Point annotation dataset records:
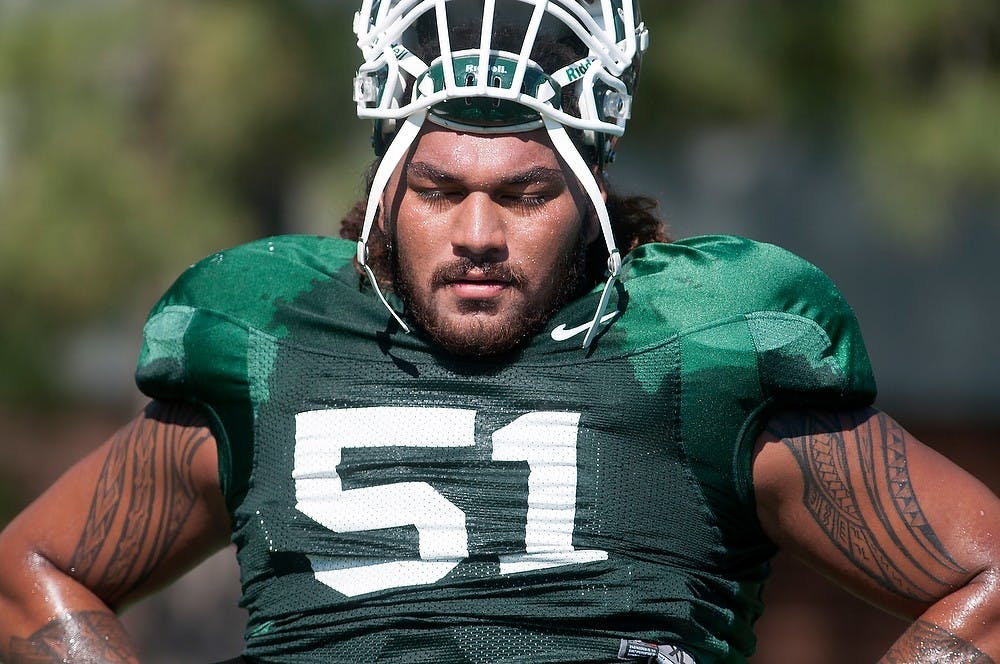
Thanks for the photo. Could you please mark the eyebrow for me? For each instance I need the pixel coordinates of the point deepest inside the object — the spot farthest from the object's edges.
(534, 175)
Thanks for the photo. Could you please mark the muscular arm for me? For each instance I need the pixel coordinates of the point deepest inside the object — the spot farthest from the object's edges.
(860, 499)
(136, 513)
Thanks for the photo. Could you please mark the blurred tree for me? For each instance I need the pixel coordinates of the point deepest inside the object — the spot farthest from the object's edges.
(135, 137)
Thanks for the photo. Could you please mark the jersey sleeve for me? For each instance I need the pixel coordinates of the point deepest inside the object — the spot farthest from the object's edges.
(213, 331)
(809, 347)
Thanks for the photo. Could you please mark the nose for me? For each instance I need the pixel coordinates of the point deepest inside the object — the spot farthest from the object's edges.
(478, 229)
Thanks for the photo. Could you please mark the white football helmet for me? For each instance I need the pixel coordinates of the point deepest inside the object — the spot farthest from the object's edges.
(552, 64)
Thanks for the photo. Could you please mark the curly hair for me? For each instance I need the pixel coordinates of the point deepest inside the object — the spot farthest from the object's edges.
(634, 219)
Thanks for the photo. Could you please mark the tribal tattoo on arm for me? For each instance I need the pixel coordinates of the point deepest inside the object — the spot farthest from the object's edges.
(144, 493)
(143, 496)
(857, 488)
(83, 637)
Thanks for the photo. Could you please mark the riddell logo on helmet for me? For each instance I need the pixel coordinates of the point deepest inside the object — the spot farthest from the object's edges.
(577, 71)
(494, 69)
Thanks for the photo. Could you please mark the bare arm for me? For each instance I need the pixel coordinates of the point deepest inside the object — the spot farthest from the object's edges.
(133, 515)
(864, 502)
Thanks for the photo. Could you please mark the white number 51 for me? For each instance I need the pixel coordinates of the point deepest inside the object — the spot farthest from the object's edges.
(545, 440)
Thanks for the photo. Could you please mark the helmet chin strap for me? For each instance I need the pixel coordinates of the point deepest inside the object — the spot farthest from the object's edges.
(563, 144)
(393, 156)
(567, 150)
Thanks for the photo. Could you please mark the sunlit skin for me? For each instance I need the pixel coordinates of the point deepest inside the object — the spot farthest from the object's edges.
(489, 232)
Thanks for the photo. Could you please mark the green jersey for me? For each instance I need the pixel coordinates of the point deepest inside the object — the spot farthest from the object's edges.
(391, 503)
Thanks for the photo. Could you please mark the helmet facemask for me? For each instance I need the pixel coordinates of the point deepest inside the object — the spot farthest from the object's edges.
(562, 65)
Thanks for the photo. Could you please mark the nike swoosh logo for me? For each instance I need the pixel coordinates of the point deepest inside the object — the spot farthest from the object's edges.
(562, 333)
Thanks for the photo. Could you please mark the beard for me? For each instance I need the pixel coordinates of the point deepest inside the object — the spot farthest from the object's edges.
(485, 327)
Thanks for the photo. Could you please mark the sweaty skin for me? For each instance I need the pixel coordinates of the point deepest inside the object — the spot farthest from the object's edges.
(856, 496)
(134, 514)
(850, 493)
(490, 235)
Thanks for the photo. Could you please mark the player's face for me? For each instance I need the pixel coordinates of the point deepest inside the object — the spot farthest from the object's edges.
(489, 235)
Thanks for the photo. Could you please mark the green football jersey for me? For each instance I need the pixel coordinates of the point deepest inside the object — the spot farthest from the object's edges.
(391, 503)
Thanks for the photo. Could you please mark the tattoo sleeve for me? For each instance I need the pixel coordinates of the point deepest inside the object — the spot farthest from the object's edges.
(926, 642)
(144, 493)
(857, 488)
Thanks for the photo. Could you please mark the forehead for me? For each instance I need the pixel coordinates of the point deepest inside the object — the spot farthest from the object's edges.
(468, 154)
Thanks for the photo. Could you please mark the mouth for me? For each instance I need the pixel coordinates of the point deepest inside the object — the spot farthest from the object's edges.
(478, 286)
(476, 282)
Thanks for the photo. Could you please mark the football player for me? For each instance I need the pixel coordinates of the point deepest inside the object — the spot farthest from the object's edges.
(506, 420)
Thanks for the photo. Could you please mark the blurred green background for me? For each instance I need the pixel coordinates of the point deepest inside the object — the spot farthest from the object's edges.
(137, 137)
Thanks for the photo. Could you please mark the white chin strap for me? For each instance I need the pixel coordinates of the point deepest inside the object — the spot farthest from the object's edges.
(397, 150)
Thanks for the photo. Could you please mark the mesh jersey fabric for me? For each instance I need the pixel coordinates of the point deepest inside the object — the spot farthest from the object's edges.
(394, 504)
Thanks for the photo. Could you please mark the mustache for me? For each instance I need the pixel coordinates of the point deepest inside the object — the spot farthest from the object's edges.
(461, 268)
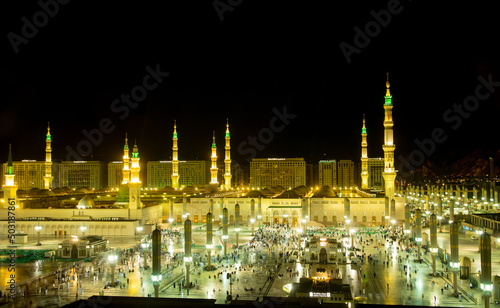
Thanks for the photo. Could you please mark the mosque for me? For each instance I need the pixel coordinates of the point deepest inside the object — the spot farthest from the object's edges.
(65, 212)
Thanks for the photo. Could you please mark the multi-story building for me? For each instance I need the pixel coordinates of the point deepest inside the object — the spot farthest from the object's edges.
(375, 171)
(115, 174)
(327, 173)
(30, 173)
(191, 172)
(345, 173)
(75, 174)
(285, 172)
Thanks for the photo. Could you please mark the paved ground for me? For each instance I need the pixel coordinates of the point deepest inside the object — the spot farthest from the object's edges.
(382, 284)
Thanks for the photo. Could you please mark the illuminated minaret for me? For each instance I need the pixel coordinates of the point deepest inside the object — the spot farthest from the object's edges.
(175, 159)
(364, 157)
(135, 183)
(10, 188)
(389, 173)
(227, 160)
(126, 163)
(213, 170)
(134, 165)
(48, 160)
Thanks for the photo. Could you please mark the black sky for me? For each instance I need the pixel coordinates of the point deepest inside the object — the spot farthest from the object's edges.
(261, 56)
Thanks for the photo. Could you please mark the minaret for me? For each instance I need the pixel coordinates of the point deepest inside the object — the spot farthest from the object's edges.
(175, 159)
(10, 188)
(134, 165)
(126, 163)
(135, 183)
(213, 170)
(48, 160)
(364, 157)
(389, 173)
(227, 160)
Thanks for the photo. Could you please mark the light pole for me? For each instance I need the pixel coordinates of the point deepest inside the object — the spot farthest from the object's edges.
(83, 229)
(139, 230)
(144, 261)
(38, 229)
(112, 260)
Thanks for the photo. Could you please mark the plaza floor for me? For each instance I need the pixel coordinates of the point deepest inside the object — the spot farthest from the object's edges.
(376, 281)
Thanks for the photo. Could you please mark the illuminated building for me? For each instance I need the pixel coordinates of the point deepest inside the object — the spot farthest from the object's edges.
(375, 171)
(76, 174)
(270, 172)
(324, 250)
(389, 146)
(364, 157)
(327, 173)
(227, 159)
(214, 169)
(175, 161)
(135, 183)
(115, 174)
(48, 160)
(194, 172)
(345, 173)
(10, 187)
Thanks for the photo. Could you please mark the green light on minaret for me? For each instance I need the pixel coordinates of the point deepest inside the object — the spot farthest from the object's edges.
(388, 100)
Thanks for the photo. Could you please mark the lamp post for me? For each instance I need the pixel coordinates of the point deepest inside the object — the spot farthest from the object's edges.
(38, 229)
(156, 274)
(139, 230)
(225, 234)
(83, 229)
(144, 261)
(209, 244)
(112, 260)
(418, 231)
(479, 233)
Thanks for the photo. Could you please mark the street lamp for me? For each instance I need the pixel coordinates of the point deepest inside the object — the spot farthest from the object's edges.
(38, 229)
(144, 247)
(83, 229)
(112, 259)
(139, 230)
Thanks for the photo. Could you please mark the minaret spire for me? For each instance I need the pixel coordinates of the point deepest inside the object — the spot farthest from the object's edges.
(389, 173)
(10, 188)
(175, 159)
(48, 160)
(227, 160)
(214, 169)
(364, 157)
(126, 163)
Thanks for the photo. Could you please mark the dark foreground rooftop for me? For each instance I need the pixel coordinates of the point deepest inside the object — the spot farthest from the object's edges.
(266, 302)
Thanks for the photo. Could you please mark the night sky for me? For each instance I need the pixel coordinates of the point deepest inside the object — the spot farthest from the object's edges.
(260, 57)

The problem: Output only the lines running from the line with "the illuminated building" through the final line of the data, inclusive.

Answer in full:
Thanks for the photo. Could you please mark the illuminated building for me? For each instance I need the pixel coordinates of the point deepest inside the object — the spot farthest from the object's edges.
(375, 171)
(76, 174)
(270, 172)
(324, 250)
(389, 146)
(364, 157)
(327, 173)
(227, 159)
(214, 169)
(175, 161)
(135, 183)
(115, 174)
(48, 160)
(194, 172)
(345, 173)
(10, 187)
Thanks for the photo. Could you please mark the green light on minaret for me? For each instance I need the pixel coordinates of the point deepest inside the object — the spot farthest from the object's edges.
(388, 100)
Thanks for the photo. Could you please mark the lamp post for me? For each instance I need the pixel coordinates of the point deepest inside the object — the spot farthest from the object's edges.
(38, 229)
(156, 274)
(139, 230)
(225, 234)
(83, 229)
(144, 261)
(209, 244)
(112, 260)
(418, 231)
(479, 233)
Thanks for the photo. Could you please mark the street lamp for me? For each instance I need the pixel coordinates of the point deepest inside the object — the spot farthest from the object's edges.
(38, 229)
(144, 247)
(83, 229)
(112, 259)
(139, 230)
Thanks for the photo. Could you please mark the minaret spire for me? For each instance I need the pixel coordinates of the point deepest inside the object — the spot farthest from the object's edges.
(389, 173)
(10, 188)
(175, 159)
(48, 160)
(227, 160)
(214, 169)
(364, 157)
(126, 163)
Thanks for the photo. Could you please mark the dark foreground rooftop for me? For each instance I need the pixel coordinates of the point deepest inside the object — the spot farthest from the object's edges.
(266, 302)
Thanks for the photo. Could you please mark the night sky for me? For each instance I need the pixel coordinates of the point deepest inside the object — the spot farthest from the object's edges.
(260, 57)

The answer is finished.